[Referring expression pointing data]

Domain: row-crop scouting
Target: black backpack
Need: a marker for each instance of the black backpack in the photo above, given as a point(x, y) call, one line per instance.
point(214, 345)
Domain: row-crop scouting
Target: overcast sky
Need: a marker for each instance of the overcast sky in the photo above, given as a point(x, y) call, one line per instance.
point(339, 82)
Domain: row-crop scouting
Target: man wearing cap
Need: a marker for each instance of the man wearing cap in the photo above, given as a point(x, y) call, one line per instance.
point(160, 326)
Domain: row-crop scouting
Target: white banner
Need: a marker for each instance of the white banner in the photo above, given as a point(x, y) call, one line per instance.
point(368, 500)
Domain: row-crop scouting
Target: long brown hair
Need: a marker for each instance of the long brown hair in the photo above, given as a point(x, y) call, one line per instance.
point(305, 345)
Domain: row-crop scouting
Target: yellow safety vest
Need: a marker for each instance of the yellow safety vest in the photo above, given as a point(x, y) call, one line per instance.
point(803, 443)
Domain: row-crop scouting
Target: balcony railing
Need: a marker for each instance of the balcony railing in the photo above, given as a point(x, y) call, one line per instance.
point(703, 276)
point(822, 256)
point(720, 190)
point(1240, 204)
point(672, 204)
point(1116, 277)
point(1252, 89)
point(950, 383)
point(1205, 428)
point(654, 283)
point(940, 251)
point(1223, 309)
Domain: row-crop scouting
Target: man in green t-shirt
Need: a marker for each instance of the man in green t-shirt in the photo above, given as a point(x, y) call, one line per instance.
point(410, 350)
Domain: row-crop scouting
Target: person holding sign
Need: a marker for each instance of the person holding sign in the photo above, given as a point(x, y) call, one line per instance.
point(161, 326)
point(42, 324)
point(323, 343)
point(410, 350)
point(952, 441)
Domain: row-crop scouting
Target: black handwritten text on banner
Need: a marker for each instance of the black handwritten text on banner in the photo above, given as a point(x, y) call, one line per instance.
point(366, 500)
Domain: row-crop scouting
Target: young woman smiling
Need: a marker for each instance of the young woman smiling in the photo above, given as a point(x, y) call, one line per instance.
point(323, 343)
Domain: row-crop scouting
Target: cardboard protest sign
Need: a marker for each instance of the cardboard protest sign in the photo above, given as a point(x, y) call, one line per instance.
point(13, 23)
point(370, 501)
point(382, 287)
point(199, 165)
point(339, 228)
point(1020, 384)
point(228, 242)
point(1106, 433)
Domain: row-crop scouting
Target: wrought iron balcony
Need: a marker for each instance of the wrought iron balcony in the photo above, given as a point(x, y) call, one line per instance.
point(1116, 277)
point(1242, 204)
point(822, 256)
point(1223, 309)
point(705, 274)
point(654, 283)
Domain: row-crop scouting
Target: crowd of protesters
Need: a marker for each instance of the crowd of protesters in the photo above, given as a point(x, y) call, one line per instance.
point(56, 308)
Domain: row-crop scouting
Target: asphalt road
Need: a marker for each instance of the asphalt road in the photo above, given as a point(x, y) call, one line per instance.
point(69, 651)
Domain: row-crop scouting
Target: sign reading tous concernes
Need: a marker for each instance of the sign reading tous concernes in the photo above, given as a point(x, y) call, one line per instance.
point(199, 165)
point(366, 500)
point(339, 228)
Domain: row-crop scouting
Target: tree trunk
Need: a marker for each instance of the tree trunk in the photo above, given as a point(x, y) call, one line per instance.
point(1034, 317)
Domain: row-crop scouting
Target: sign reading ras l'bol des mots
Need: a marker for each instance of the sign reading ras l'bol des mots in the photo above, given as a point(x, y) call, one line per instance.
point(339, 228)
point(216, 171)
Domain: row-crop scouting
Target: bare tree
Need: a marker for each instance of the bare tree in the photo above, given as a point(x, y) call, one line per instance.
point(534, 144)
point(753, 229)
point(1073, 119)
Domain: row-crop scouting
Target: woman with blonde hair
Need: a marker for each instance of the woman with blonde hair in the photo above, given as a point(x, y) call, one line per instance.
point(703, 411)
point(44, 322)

### Exercise objective
From the line holding "Need: a marker for each instance of the black handwritten" to the line holding "Target: wrought iron balcony", inclusive, restate each line above exactly as written.

### Task output
Need: a marker for each instance of the black handwritten text on banner in the photo above, given as a point(x, y) call, one line per instance.
point(366, 500)
Domain: row-crop scouting
Target: young woman smiling
Need: a marker for each instance of the young woman smiling in the photo above, given as a point(x, y) call, one line per instance.
point(323, 343)
Domain: row-crop scouting
Target: cardboard protest sign
Need: a marker for each instance of the cardboard protest sign in the photo above, given as a point(x, y) call, one line per instance.
point(13, 23)
point(370, 501)
point(382, 287)
point(199, 165)
point(339, 228)
point(1020, 384)
point(228, 242)
point(1106, 433)
Domain: row-crop scouting
Target: wrought iron balcony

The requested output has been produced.